Estamos em 9 de outubro, e ele escreve:
“A estrada está atravancada de árvores e bissilões de grande porte que chegam a cruzar-se uns sobre os outros.
A nossa missão era: levantamento de abatises.
Antes de chegarmos às árvores, apeámos, prevendo já a táctica e as manhas do inimigo.
Ele deixou-nos entrar na zona de morte.
Um estrondo ecoou, seguido de rajadas e estrondos sucessivos.
6.50.
Uma chuva de granadas começou a rebentar rente a nós, lançadas por autênticos suicidas, atordoando-nos. E os estilhaços voavam. Uma chuva densa de balas feria o espaço, partia ramos, furava o capim verde, tilintava ao bater nas viaturas. E nós, uns deitados, outros de joelhos, varríamos tudo à nossa frente. Corria sangue.
O sol tinha encorado por detrás do arvoredo na distância, agarrado a um céu azul. (…) E começamos a atacar as árvores. Uns fendiam-nas com serrões. Outros cravavam-lhes os machados e as catanas.

────────────────────

Instruções:
• A. Segundo o excerto, por que motivo o grupo desceu das viaturas antes de chegar às árvores? Responda em uma a três frases.
• B. Qual era a missão do grupo, segundo o excerto?
• C. Diga se cada afirmação concorda com o excerto, respondendo sim ou não e citando as palavras decisivas: (i) A estrada estava livre de obstáculos. (ii) O ataque começou com um estrondo. (iii) Para atacar as árvores, usaram serrões, machados e catanas.

Material extraído:
────────────────────

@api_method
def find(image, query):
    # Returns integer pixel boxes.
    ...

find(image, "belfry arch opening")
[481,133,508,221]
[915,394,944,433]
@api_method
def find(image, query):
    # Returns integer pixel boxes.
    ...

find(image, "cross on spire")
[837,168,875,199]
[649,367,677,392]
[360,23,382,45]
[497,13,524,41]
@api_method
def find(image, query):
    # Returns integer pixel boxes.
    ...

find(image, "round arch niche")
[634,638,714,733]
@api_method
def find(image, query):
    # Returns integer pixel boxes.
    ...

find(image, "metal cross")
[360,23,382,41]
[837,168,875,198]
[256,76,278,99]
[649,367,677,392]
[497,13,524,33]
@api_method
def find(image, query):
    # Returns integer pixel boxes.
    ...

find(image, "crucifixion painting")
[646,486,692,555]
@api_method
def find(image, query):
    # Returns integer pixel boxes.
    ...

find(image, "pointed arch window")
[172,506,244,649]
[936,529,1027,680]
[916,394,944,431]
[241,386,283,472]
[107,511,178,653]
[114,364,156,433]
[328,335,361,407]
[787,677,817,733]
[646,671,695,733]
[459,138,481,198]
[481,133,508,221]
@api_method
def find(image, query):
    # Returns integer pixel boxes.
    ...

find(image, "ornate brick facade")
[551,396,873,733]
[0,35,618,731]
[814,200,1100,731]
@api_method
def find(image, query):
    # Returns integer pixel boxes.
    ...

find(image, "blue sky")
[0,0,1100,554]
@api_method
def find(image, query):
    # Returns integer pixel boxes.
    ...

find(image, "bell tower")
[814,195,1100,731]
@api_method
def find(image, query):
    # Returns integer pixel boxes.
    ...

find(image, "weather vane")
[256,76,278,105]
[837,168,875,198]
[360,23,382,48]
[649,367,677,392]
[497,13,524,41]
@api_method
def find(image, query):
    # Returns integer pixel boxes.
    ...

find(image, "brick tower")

────────────────────

Lista de respostas:
• A. O grupo desceu antes de chegar às árvores porque já previa a tática e as manhas do inimigo.

• B. A missão era o levantamento de abatises.

• C.
(i) Não: "A estrada está atravancada de árvores e bissilões de grande porte que chegam a cruzar-se uns sobre os outros."
(ii) Sim: "Um estrondo ecoou, seguido de rajadas e estrondos sucessivos."
(iii) Sim: "Uns fendiam-nas com serrões. Outros cravavam-lhes os machados e as catanas."